Lay out the lines from the one containing "find the raised hand" through the end of the records as a Markdown table with two columns, Row and Line, giving each line a row number and skipping blank lines.

>>>>>

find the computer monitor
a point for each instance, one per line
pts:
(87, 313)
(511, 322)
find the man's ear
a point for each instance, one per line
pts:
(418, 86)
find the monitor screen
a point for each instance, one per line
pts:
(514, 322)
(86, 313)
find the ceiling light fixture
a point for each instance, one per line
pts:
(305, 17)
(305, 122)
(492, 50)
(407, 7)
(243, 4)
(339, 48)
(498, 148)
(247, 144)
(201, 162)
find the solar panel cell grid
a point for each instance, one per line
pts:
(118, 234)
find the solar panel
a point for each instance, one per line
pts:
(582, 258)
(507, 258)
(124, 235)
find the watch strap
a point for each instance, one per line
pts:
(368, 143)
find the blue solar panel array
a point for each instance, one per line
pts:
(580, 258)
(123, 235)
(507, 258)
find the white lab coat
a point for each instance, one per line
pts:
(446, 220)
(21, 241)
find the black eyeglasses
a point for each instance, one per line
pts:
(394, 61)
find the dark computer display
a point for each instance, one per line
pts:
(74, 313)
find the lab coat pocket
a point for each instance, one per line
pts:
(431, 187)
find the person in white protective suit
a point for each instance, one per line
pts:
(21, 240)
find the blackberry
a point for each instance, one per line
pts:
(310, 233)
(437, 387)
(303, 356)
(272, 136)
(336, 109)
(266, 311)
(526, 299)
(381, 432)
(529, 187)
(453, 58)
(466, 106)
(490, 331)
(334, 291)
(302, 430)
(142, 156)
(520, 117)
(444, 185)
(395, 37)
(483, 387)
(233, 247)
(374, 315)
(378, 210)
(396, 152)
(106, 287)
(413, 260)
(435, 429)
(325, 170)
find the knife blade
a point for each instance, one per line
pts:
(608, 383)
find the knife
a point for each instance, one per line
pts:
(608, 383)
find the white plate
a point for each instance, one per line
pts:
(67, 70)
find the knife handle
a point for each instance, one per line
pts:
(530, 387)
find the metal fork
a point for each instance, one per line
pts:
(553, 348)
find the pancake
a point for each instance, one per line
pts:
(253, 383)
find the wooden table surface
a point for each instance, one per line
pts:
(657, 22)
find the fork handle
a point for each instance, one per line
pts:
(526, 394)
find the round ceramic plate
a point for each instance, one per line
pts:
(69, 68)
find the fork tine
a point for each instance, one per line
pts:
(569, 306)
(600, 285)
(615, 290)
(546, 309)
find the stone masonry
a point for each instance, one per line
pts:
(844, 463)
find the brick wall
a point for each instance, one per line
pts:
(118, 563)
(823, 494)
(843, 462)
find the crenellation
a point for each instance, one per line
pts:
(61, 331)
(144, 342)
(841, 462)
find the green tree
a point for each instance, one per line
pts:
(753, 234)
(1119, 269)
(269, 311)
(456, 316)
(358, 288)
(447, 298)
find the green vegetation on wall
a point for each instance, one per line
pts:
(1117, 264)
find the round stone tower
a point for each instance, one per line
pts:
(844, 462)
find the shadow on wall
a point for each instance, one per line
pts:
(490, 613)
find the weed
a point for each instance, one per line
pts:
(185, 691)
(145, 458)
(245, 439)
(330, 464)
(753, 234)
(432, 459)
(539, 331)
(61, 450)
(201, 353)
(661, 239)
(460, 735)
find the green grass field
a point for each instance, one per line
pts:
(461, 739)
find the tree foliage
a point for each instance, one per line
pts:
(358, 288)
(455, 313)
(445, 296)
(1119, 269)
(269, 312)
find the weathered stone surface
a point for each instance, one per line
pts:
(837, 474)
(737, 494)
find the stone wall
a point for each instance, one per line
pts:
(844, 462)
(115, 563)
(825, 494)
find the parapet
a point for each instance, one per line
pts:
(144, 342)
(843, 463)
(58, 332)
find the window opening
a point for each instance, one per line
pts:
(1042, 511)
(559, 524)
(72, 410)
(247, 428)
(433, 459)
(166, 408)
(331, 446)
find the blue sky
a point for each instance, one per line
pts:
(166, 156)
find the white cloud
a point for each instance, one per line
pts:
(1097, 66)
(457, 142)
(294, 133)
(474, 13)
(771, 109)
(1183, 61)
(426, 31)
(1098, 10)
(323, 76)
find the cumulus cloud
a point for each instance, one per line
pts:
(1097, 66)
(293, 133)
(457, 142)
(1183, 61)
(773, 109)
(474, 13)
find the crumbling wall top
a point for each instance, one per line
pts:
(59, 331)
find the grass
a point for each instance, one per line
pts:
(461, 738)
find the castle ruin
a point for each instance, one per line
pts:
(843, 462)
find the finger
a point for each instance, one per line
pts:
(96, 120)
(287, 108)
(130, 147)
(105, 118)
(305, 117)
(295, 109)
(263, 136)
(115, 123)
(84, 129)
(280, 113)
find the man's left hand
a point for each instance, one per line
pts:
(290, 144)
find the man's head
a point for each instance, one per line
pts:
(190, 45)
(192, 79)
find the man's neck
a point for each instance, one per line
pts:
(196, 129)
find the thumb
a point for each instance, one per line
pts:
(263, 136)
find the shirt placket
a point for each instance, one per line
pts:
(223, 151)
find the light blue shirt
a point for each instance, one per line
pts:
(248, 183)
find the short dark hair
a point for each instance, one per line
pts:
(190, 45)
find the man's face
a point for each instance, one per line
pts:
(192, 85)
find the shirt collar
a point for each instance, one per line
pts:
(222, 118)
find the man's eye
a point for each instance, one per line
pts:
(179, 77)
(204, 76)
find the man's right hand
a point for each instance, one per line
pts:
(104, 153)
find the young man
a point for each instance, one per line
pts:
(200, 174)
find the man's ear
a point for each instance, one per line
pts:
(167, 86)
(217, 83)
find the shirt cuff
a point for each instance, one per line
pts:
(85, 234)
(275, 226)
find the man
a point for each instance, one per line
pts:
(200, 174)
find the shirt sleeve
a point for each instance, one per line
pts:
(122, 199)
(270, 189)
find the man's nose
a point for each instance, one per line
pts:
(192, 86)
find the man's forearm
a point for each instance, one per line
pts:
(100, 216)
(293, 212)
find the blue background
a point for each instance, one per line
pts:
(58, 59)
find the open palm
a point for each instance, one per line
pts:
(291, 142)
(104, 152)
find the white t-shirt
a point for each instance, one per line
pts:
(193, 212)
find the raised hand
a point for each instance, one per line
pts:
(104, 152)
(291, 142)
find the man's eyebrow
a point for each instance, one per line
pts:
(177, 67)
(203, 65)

<<<<<

- **Reply**
| Row | Line |
|---|---|
| 1 | find the raised hand |
| 2 | a point for each instance, one per line |
| 3 | pts: |
| 4 | (104, 152) |
| 5 | (291, 142) |
| 6 | find the man's eyebrow |
| 7 | a point for each instance, one per line |
| 8 | pts: |
| 9 | (177, 67) |
| 10 | (203, 65) |